Scientists, of course, also ascribe the phenomenon of seeing people to a trick of the mind. But Kessler, based on thousands of firsthand observations with those who are dying or grieving, firmly believes that these voices and visions are very much real. He notes the profound difference between a patient experiencing a hallucination or dementia and a patient relating a conversation they had with their deceased mother.

“When you witness someone who is dying talking with their deceased mother, they can later tell you with complete accuracy how long the conversation lasted. And if they’re interrupted, the conversation will pick up exactly where it left off,” he says. “When someone is having a hallucination, the sense of time passing is all over the place, just like the words they use to describe it. It’s a completely different experience.”

But the question remains: Why would God employ mothers, both living and deceased, to act and appear miraculously to their children?

Mothers often show up in dreams because they are so important in our lives,” Dr. Orloff says. “They’re often associated with miracles because their guidance travels far and will help their children in the midst of various challenges.”

According to Charity Virkler Kayembe, co-author of Hearing God Through Your Dreams, God may have specific reasons for employing mothers in dreams and visions. He often uses symbols that we’re familiar with or emotionally connected to in order to get our attention.

“One important reason God would use mothers in dreams and visions is because most of us believe strongly in their great love for us,” Dr. Kayembe says. “We trust that they selflessly care for us and have our best interests at heart. So if we hear our mother’s voice directing us on the battlefield, we don’t question it.”

After all, Jesus’ own mother was synonymous with ultimate comfort and love, and she continues to appear throughout the world to those in need. Perhaps in the case of the dying, mothers show up miraculously in order to soothe their children, to prepare them for the journey ahead. Hence the many stories about deathbed visitations from mothers that Kessler has documented.

“There’s a part of me that’s become more courageous and more mature to say, ‘Not only should I find the courage to share these stories, but it’s actually a disservice letting you believe your grandfather or grandmother, who was a very sane person, became crazy in his or her last moment of life,’” Kessler says. “I have a responsibility to say, ‘This is a common phenomenon. I can’t explain it.’”

DATA SHOWN:
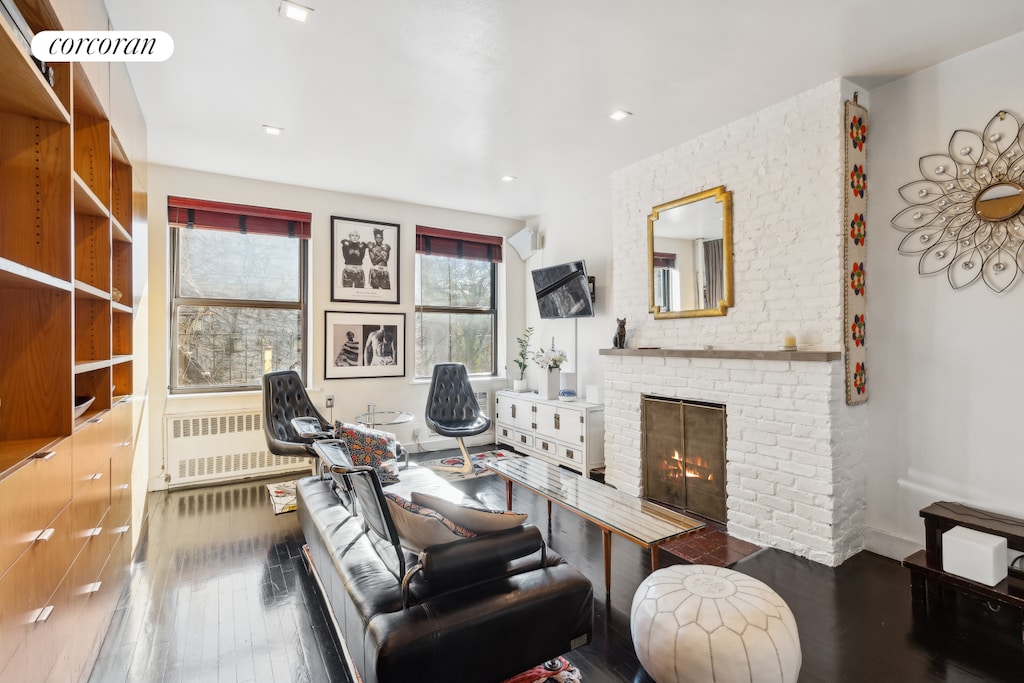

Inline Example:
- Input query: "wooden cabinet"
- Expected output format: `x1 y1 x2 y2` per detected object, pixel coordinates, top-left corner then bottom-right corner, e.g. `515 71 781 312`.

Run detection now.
0 0 145 681
495 391 604 476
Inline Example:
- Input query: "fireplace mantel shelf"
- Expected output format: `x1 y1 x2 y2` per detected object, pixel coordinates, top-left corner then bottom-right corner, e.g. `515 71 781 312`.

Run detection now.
598 348 843 362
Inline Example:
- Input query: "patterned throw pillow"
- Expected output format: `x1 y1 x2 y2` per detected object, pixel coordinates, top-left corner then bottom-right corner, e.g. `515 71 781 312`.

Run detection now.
335 422 398 484
384 494 476 552
412 492 526 533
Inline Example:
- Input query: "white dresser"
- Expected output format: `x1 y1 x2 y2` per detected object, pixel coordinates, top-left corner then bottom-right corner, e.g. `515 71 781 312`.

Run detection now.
495 391 604 477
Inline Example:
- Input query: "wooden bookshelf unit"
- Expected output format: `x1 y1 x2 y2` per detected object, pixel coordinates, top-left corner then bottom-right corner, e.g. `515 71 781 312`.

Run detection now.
0 0 145 681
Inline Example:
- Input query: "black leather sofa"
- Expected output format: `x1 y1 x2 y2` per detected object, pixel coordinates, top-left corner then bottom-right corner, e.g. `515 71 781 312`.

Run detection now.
296 446 594 683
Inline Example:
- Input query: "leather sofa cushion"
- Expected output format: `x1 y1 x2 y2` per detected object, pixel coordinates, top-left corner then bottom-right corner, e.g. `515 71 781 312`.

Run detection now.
384 493 476 552
413 490 527 533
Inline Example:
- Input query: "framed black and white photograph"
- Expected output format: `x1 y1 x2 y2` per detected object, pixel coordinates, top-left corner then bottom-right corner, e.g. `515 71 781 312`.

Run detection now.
324 310 406 380
331 216 399 303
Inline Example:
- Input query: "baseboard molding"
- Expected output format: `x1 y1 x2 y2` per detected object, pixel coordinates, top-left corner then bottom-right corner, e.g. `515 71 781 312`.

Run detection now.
864 528 925 560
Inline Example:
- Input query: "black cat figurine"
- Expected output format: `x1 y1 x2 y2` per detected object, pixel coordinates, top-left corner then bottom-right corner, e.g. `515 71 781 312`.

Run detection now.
611 317 626 348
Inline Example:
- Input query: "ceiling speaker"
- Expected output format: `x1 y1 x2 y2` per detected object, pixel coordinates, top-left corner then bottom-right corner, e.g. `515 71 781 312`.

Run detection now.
507 227 541 261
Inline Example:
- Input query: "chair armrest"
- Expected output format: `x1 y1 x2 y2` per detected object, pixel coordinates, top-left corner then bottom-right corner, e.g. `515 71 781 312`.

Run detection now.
419 524 547 586
292 417 334 439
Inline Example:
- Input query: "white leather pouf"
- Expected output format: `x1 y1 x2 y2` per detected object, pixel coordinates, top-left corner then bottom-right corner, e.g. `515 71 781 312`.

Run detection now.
630 564 802 683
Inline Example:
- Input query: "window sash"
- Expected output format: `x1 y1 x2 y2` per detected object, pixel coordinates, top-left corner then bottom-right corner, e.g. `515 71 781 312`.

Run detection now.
168 230 310 394
413 252 498 379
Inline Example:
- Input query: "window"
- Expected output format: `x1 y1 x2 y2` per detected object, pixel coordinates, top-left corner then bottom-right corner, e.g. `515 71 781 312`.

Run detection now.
416 225 502 377
168 197 310 393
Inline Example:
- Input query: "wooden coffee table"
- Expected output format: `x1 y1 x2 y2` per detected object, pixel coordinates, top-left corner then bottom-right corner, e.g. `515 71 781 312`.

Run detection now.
487 457 703 592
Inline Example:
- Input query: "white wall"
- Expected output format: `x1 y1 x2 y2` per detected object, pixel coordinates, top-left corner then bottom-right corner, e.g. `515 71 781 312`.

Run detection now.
524 193 610 395
866 29 1024 557
148 165 524 490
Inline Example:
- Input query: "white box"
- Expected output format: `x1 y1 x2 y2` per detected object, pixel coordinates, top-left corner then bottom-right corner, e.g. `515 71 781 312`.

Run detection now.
942 526 1007 586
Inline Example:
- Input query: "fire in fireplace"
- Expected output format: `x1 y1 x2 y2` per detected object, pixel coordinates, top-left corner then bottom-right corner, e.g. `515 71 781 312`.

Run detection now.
640 395 727 522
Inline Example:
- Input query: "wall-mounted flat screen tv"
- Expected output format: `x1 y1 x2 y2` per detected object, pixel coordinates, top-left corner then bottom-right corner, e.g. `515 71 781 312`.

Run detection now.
531 261 594 318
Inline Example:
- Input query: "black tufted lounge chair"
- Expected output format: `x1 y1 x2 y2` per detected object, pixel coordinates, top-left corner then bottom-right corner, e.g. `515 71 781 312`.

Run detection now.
263 370 334 463
425 362 490 474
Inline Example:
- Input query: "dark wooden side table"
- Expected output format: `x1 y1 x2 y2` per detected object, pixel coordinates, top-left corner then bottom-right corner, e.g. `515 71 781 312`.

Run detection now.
903 502 1024 640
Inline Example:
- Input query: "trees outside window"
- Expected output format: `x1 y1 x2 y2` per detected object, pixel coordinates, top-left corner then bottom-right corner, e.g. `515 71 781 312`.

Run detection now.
416 254 496 377
415 225 502 377
170 194 307 393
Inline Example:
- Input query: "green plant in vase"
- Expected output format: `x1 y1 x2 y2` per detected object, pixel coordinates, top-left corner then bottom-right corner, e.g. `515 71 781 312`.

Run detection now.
512 328 534 391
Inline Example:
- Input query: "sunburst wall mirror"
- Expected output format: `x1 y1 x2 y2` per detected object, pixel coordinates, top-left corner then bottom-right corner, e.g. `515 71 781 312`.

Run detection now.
892 112 1024 292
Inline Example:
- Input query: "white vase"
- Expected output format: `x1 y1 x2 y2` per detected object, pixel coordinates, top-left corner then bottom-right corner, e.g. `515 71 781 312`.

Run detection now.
537 369 560 399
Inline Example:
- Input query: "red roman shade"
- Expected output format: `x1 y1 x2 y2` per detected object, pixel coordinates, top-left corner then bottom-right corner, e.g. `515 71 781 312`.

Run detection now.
654 251 676 268
416 225 503 263
167 197 312 240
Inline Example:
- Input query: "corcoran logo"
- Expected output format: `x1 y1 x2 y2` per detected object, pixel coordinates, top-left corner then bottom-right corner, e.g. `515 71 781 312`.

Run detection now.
32 31 174 61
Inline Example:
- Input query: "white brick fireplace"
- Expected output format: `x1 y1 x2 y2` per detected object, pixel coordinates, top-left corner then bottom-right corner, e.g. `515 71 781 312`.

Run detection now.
601 80 870 565
602 349 865 566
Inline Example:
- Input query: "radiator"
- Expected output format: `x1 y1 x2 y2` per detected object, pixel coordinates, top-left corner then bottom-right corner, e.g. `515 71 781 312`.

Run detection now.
164 411 310 488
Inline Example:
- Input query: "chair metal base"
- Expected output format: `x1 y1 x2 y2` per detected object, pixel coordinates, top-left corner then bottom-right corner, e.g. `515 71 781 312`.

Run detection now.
434 436 473 474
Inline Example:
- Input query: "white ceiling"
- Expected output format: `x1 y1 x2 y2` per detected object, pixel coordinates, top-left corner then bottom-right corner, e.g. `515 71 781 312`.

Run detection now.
105 0 1024 218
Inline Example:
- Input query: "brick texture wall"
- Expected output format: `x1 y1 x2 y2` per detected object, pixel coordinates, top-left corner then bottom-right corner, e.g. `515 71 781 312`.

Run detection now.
604 80 870 565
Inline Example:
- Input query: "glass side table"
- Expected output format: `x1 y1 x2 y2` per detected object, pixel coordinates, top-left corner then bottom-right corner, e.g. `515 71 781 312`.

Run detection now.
355 403 413 467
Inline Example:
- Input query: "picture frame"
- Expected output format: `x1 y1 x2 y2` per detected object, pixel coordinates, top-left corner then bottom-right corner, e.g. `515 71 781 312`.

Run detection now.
331 216 401 303
324 310 406 380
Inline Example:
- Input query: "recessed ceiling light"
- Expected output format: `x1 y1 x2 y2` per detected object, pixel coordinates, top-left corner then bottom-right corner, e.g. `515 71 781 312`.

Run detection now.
279 0 313 23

EXERCISE TASKS:
• A. In the passage on mothers appearing in dreams and deathbed visions, what book did Charity Virkler Kayembe co-author?
• B. Reproduce the passage on mothers appearing in dreams and deathbed visions, starting with "But the question" and going on through "get our attention.".
• C. Write what follows the last sentence of the passage on mothers appearing in dreams and deathbed visions.

EXPECTED RESULTS:
• A. Hearing God Through Your Dreams

• B.
But the question remains: Why would God employ mothers, both living and deceased, to act and appear miraculously to their children?

Mothers often show up in dreams because they are so important in our lives,” Dr. Orloff says. “They’re often associated with miracles because their guidance travels far and will help their children in the midst of various challenges.”

According to Charity Virkler Kayembe, co-author of Hearing God Through Your Dreams, God may have specific reasons for employing mothers in dreams and visions. He often uses symbols that we’re familiar with or emotionally connected to in order to get our attention.

• C.
But it wasn’t until Kessler experienced the comfort of his own mother from beyond the grave that he became fully convinced. When Kessler was just 13, his mother died in a hospital in New Orleans. It was a devastating blow, made all the more so because of a shooting outside the hospital. Kessler and his father were unable to cross the police tape to visit her one final time before she died.

It was then that Kessler decided to devote his life to studying grief and dying. Years later, in 1987, Kessler’s father was dying and struggling to come to terms with his final days. Kessler, even with all his knowledge, had no words to comfort him.

Then, one day, his father greeted him with a big smile. “Your mother was just here,” his father said. “She said everything would be okay and we’re all going to be together again.”

In late 2005, Kessler was in New Orleans to give a talk. The city had recently been devastated by Hurricane Katrina. He found himself outside the hospital where his mother had died, the building shuttered by the storm’s fury. Kessler hadn’t been inside since he was that 13-year-old. Now he felt compelled to find closure there. He asked a security guard if he could go inside. The guard escorted him down the darkened hallways, past wires hanging from the ceiling, tiles ripped from the floors by floodwaters, broken glass everywhere. They made it to the ICU and, inside the doorway, Kessler turned, remembering that his mother’s bed had been the second on the left. There in the dark, above where his mother had died, Kessler noticed the call light. It was blinking green.

“Green means the patient is being seen,” Kessler says. “Forty-two years after she died, my mother was there looking after me.”